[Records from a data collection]
------------

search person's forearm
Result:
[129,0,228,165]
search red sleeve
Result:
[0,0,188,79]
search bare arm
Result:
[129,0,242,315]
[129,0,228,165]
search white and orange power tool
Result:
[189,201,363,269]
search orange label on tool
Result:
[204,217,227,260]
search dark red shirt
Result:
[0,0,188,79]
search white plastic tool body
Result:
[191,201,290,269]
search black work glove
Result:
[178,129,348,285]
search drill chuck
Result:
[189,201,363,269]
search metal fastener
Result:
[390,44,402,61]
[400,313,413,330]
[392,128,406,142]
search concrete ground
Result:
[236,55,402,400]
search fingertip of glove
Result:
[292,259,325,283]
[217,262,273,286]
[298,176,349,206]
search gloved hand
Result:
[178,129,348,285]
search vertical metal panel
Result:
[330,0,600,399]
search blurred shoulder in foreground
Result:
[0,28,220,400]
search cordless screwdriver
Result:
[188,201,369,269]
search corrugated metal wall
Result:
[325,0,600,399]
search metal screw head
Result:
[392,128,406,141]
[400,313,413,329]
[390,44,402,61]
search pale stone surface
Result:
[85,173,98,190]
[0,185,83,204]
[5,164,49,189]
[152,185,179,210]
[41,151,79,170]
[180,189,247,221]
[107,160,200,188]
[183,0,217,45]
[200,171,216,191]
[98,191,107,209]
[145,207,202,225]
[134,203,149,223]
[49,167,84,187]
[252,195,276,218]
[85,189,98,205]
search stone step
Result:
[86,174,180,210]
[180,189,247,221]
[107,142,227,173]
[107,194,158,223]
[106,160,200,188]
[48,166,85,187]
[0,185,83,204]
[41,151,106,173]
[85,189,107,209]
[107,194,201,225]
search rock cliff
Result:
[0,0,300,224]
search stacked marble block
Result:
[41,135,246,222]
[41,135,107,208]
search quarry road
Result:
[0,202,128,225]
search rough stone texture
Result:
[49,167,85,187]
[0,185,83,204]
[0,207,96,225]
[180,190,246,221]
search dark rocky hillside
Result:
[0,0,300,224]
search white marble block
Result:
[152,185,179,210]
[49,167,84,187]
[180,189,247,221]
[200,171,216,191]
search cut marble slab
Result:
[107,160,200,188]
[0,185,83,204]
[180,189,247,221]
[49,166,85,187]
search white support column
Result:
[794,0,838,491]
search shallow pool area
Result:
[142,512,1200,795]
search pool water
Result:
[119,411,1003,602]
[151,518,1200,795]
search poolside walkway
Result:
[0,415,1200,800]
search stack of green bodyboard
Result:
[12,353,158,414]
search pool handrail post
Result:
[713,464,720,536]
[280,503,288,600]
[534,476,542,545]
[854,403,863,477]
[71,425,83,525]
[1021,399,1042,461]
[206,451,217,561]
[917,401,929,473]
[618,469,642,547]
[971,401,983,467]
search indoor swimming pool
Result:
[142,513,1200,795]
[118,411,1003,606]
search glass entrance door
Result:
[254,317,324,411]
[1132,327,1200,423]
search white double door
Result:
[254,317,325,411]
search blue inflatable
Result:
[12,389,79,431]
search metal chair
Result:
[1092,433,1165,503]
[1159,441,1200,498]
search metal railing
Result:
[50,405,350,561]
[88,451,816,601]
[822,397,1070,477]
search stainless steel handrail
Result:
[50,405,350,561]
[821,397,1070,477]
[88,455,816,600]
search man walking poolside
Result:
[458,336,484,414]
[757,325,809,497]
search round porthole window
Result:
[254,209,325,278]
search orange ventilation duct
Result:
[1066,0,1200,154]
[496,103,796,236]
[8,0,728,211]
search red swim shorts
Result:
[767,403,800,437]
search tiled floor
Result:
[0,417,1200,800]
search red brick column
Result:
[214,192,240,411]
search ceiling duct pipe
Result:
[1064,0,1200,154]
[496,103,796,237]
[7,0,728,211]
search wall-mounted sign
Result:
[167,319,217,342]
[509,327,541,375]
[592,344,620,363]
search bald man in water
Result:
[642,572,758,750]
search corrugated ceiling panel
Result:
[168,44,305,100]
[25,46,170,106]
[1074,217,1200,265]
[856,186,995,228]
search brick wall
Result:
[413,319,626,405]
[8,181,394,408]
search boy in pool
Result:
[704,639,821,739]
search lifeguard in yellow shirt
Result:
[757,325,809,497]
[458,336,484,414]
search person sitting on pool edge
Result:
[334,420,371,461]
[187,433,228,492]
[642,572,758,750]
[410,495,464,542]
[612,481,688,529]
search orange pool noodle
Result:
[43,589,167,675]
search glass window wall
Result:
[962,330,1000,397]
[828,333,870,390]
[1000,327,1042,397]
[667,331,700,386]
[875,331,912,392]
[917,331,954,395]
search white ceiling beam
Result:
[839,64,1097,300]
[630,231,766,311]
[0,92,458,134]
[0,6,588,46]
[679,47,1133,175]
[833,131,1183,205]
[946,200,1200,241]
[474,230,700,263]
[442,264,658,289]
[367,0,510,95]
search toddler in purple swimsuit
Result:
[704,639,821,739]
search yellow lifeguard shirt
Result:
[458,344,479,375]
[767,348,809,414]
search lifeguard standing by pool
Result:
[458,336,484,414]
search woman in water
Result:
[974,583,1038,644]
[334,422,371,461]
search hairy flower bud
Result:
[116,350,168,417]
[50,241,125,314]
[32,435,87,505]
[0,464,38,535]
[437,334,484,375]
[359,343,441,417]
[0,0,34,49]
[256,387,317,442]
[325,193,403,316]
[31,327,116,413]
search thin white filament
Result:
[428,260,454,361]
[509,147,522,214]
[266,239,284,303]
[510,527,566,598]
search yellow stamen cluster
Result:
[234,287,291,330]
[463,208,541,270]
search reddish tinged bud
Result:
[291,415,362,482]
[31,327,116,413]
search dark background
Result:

------------

Reproduce all of the rows above verbatim, leaving nothing out and changing nothing.

search person's forearm
Result:
[129,0,228,165]
search red sleeve
Result:
[0,0,188,79]
search bare arm
Result:
[129,0,242,315]
[129,0,228,165]
search white and orange power tool
Result:
[189,201,363,269]
search orange label on tool
Result:
[204,217,227,260]
search dark red shirt
Result:
[0,0,188,79]
search white plastic tool body
Result:
[191,201,290,269]
search black work glove
Result:
[178,129,348,285]
search drill chuck
Result:
[189,201,363,269]
search metal fastener
Result:
[390,44,402,61]
[400,313,413,330]
[392,128,406,142]
search concrete ground
Result:
[236,55,402,400]
search fingertip of glove
Result:
[292,259,325,283]
[217,262,273,286]
[298,176,349,206]
search gloved hand
Result:
[178,129,348,285]
search vertical metal panel
Result:
[330,0,600,399]
search blurred shoulder in foreground
Result:
[0,28,220,400]
search cordless screwdriver
Result:
[188,201,369,269]
search corrugated metal wall
Result:
[325,0,600,399]
search metal screw head
Result:
[392,128,406,141]
[400,313,413,329]
[390,44,402,61]
search pale stone surface
Result:
[85,173,98,190]
[0,185,83,204]
[5,164,49,189]
[152,185,179,210]
[41,151,79,170]
[180,189,247,221]
[107,160,200,188]
[183,0,217,45]
[200,171,216,191]
[98,191,107,209]
[145,207,202,225]
[134,203,149,223]
[49,167,84,187]
[252,195,276,218]
[85,189,98,205]
search stone step
Result:
[86,174,180,210]
[180,189,247,221]
[107,142,227,173]
[107,194,158,223]
[106,160,200,188]
[48,166,85,187]
[0,185,83,204]
[41,151,106,173]
[85,189,107,209]
[107,194,201,225]
search rock cliff
Result:
[0,0,300,224]
search stacked marble block
Result:
[41,135,246,222]
[41,135,107,208]
search quarry road
Result:
[0,202,128,225]
search rough stone texture
Result:
[49,167,85,187]
[0,185,83,204]
[0,207,96,225]
[180,190,246,221]
search dark rocky hillside
Result:
[0,0,300,224]
search white marble block
Result:
[152,185,179,210]
[49,167,84,187]
[180,189,247,221]
[200,171,216,191]
search cut marble slab
Result:
[107,160,200,188]
[0,185,83,204]
[180,189,247,221]
[49,166,85,187]
search white support column
Result:
[794,0,838,491]
search shallow pool area
Result:
[142,512,1200,795]
search pool water
Result:
[119,411,1003,602]
[151,518,1200,795]
search poolside walkway
Result:
[0,415,1200,800]
search stack of green bodyboard
Result:
[12,353,158,414]
search pool handrail post
Result:
[713,464,720,536]
[280,503,288,600]
[534,476,542,545]
[854,403,863,477]
[71,425,83,525]
[1021,399,1042,461]
[206,451,217,561]
[917,401,929,473]
[618,469,642,547]
[971,401,983,467]
search indoor swimming pool
Result:
[142,513,1200,795]
[118,411,1003,606]
search glass entrance door
Result:
[254,317,324,411]
[1132,327,1200,423]
search white double door
Result:
[254,317,325,411]
search blue inflatable
Result:
[12,389,79,431]
search metal chair
Result:
[1092,433,1165,503]
[1159,441,1200,498]
search metal railing
Result:
[50,405,350,561]
[88,451,816,601]
[822,397,1070,477]
search stainless steel handrail
Result:
[50,405,350,561]
[821,397,1070,477]
[88,455,816,600]
search man walking poolside
Result:
[458,336,484,414]
[757,325,809,497]
search round porthole window
Result:
[254,209,325,278]
search orange ventilation duct
Result:
[1066,0,1200,154]
[496,103,796,236]
[8,0,728,211]
search red swim shorts
Result:
[767,403,800,437]
search tiled floor
Result:
[0,417,1200,800]
search red brick column
Result:
[214,192,240,411]
search ceiling duct pipe
Result:
[1064,0,1200,154]
[496,103,796,237]
[7,0,728,211]
search wall-mounted sign
Result:
[167,319,217,342]
[509,327,541,375]
[592,344,620,363]
search bald man in water
Result:
[642,572,758,750]
search corrugated ceiling panel
Result:
[168,44,305,100]
[25,46,170,106]
[1074,217,1200,265]
[856,186,995,228]
search brick wall
Result:
[413,319,626,405]
[8,181,394,408]
search boy in pool
Result:
[704,639,821,739]
search lifeguard in yellow shirt
Result:
[757,325,809,497]
[458,336,484,414]
search person sitting on pool edge
Result:
[334,420,371,461]
[187,433,228,492]
[642,572,758,750]
[410,495,464,542]
[612,481,688,529]
search orange pool noodle
Result:
[43,589,167,675]
search glass window wall
Result:
[962,330,1000,397]
[828,333,870,390]
[1000,327,1042,397]
[667,331,700,386]
[875,331,912,392]
[917,331,954,395]
search white ceiling beam
Result:
[839,64,1097,300]
[630,231,766,311]
[0,92,458,134]
[0,6,588,46]
[679,47,1133,175]
[833,131,1183,205]
[946,200,1200,241]
[474,230,700,263]
[442,264,658,289]
[367,0,510,95]
search toddler in purple swimsuit
Result:
[704,639,821,739]
search yellow lifeguard shirt
Result:
[458,344,479,375]
[767,348,809,414]
search lifeguard standing by pool
Result:
[458,336,484,414]
search woman in water
Result:
[974,583,1038,644]
[334,422,371,461]
search hairy flower bud
Result:
[116,350,168,417]
[50,241,125,314]
[32,435,87,505]
[0,464,38,535]
[437,334,484,375]
[359,343,441,417]
[0,0,34,49]
[256,387,317,442]
[325,193,403,316]
[31,327,116,413]
search thin white filament
Result:
[428,260,454,361]
[509,147,522,214]
[266,239,284,303]
[510,527,566,598]
search yellow stamen cluster
Result:
[234,287,291,330]
[463,208,541,270]
search reddish tinged bud
Result:
[291,415,362,482]
[31,327,116,413]
search dark background
Result:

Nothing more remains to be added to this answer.